Exercise text
When three months had passed, one night Atwell said to God, “Father, I can’t do this! I can’t go blind! You don’t understand, Father!” But then, the ridiculousness of what he was saying, sunk in. “What did I just say?” he thought. “He’s God. He understands everything.”
Prayer transforms into miracle Atwell then began praying the “Our Father” out loud—a prayer he had never said on his own before. “When I hit the words ‘Thy will’… I was no longer in my bed,” he said. “I was in the Garden of Gethsemane with Jesus. His head was bowed down to the ground and he was shaking. I could see the glints of sweat and blood through his hair and I saw the moonlight.”
Immediately, Atwell understood that Jesus had just said to God the Father, “Not my will but yours be done.”
“Jesus began convulsing and weeping. I was in front of him, standing. The Father showed me the Son at the time Jesus gave his will over, obedient to his Father’s will,” Atwell explained. “I felt so ashamed,” he said. “I started crying. All of a sudden it hit me like a ton of bricks, Jesus had given
everything and I wasn’t willing to give my eyes. I told him, ‘I’m so sorry.’ ”
Suddenly, Atwell found himself back in his bed crying. “I am so sorry,” he repeated. “You gave everything and I wasn’t willing to give you my eyes.” A peace immediately filled him. “Father, you can have my eyes…. You can have anything…. You can have everything!” he prayed. “That’s when an electric feeling shot through me,” Atwell explained. “I felt it instantaneously rising through me from the tips of my toes up to the top of my head. It was over in a split second. My eyes were open and in my dark bedroom, I had absolute knowledge that I had been healed.”
Then Atwell said out loud, “Father, you aren’t going to take my eyes.”
Then, he heard a human voice say clearly, “You have too much work to do.”
“Too much work to do? What does that mean?” Atwell asked. The next thing he knew, it was morning. His eyes fluttered open at the light coming through the bedroom window. “I could see crystal clear,” he said.
Ecstatic, Atwell ran downstairs and told his mother to cancel the appointment in Minnesota because he was healed. His mother was cautious. “You know they said it doesn’t cure itself,” she told him. Despite his objections, his parents made him keep the upcoming appointment.

Task description
In the account of Atwell's healing, what did the voice Atwell heard say to him?

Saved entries

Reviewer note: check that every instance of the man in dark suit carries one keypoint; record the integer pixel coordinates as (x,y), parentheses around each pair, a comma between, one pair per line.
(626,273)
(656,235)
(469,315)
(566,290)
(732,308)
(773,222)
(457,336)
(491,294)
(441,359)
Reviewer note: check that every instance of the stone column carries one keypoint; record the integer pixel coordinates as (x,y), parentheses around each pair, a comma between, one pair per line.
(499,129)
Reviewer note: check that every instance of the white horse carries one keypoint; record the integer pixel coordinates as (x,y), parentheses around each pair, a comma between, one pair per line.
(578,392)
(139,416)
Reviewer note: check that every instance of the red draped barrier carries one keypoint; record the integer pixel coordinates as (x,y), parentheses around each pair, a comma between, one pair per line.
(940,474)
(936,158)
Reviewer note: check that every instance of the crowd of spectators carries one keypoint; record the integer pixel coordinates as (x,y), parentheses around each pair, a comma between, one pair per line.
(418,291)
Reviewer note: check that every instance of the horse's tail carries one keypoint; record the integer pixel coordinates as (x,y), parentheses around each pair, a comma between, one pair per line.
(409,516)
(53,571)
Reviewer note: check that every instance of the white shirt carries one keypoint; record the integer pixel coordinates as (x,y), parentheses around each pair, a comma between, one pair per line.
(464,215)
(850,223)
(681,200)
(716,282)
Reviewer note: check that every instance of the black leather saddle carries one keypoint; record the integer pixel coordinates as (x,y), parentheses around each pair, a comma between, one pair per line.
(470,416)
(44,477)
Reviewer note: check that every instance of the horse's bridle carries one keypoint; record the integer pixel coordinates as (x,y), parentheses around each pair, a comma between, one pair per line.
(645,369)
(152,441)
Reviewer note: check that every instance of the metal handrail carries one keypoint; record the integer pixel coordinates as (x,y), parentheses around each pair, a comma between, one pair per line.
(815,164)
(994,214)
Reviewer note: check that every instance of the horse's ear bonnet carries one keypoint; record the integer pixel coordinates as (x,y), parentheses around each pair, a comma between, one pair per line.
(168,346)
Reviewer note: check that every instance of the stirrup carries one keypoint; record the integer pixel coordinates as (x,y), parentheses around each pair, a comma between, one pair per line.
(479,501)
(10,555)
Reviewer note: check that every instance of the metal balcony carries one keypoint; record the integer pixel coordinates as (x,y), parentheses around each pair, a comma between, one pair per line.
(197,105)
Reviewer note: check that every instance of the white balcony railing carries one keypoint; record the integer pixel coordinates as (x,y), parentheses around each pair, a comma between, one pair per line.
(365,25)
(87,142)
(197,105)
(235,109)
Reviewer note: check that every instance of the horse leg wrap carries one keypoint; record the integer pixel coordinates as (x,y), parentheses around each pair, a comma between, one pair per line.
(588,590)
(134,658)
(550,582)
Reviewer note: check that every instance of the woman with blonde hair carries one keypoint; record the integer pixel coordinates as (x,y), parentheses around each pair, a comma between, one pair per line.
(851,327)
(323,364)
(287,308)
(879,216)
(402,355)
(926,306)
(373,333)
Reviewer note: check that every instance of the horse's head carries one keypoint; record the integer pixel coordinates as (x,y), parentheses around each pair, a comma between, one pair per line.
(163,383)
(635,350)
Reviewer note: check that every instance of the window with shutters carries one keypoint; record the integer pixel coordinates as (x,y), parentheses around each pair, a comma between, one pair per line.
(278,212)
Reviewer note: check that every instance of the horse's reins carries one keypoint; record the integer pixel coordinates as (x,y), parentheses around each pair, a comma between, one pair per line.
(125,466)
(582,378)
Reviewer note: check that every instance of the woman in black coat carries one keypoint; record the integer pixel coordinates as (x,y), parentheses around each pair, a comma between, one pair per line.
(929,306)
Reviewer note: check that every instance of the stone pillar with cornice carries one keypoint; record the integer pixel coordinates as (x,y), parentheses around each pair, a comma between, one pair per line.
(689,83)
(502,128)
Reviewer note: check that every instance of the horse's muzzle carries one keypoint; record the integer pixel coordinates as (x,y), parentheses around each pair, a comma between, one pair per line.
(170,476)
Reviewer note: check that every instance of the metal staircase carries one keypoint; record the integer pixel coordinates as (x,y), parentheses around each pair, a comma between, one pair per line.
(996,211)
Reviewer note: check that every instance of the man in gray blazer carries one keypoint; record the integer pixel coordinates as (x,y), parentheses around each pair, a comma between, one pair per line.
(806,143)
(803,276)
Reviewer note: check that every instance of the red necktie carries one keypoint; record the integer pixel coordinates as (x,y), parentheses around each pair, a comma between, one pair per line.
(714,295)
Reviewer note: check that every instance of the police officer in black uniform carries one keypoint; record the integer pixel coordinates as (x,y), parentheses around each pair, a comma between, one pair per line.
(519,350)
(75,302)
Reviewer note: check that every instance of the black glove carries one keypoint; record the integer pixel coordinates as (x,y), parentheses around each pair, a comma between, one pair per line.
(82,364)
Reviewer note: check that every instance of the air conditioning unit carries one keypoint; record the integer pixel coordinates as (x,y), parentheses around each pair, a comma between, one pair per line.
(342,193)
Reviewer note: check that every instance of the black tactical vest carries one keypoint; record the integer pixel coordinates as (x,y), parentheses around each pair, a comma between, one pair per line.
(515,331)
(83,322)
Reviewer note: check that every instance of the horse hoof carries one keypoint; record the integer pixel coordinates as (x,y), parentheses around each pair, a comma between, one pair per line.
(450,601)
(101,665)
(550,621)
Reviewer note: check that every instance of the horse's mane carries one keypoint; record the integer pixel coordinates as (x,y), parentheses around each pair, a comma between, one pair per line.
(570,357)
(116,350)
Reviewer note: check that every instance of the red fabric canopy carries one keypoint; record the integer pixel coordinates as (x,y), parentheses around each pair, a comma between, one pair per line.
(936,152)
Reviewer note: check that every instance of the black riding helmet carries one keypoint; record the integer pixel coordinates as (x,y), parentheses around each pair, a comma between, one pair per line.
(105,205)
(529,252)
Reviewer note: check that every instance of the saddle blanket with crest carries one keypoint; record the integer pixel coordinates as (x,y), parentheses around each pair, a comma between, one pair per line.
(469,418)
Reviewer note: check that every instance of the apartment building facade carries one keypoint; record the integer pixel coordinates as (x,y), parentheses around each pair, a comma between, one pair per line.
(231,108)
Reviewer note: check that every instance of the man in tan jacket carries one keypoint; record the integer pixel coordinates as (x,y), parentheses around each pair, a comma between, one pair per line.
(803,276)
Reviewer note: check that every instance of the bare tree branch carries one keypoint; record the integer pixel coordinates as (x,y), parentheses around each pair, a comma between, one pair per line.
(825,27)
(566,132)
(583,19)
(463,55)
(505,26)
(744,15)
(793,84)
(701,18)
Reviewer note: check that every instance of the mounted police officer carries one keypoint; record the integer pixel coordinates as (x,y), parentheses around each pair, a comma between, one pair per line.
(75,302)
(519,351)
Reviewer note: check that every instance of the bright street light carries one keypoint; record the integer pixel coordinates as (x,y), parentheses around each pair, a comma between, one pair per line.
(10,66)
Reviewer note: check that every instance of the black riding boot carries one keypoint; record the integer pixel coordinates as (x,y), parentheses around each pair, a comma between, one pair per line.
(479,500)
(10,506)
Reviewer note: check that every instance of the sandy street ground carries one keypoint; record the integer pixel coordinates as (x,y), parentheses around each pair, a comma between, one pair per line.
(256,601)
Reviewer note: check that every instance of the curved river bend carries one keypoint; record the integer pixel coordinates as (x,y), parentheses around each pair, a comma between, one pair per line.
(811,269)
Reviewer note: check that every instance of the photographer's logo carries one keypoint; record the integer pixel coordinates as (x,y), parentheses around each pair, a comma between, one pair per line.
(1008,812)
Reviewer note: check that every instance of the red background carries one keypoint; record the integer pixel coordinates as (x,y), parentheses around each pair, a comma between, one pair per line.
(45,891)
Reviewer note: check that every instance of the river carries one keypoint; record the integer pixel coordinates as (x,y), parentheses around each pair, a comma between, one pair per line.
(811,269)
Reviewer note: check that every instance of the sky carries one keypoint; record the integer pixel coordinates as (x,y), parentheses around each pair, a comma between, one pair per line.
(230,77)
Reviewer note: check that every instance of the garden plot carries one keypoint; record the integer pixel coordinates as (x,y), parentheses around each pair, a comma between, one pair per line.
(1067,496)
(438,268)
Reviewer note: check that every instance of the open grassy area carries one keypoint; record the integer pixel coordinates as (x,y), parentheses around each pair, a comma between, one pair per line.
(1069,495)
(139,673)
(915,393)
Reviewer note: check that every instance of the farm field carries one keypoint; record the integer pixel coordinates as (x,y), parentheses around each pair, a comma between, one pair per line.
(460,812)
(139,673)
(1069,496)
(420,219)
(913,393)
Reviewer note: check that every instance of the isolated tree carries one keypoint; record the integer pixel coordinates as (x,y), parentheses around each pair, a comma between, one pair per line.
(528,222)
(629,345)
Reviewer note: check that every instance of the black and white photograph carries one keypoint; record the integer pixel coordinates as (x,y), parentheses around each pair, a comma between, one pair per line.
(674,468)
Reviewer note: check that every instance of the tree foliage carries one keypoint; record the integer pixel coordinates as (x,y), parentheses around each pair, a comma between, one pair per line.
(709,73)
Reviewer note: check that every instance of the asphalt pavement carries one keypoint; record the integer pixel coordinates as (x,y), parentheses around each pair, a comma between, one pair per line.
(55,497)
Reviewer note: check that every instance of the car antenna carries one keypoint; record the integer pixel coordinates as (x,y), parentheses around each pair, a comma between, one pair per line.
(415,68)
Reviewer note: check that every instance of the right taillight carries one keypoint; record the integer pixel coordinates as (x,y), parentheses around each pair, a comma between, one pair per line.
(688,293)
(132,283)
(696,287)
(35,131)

Task solution
"You have too much work to do."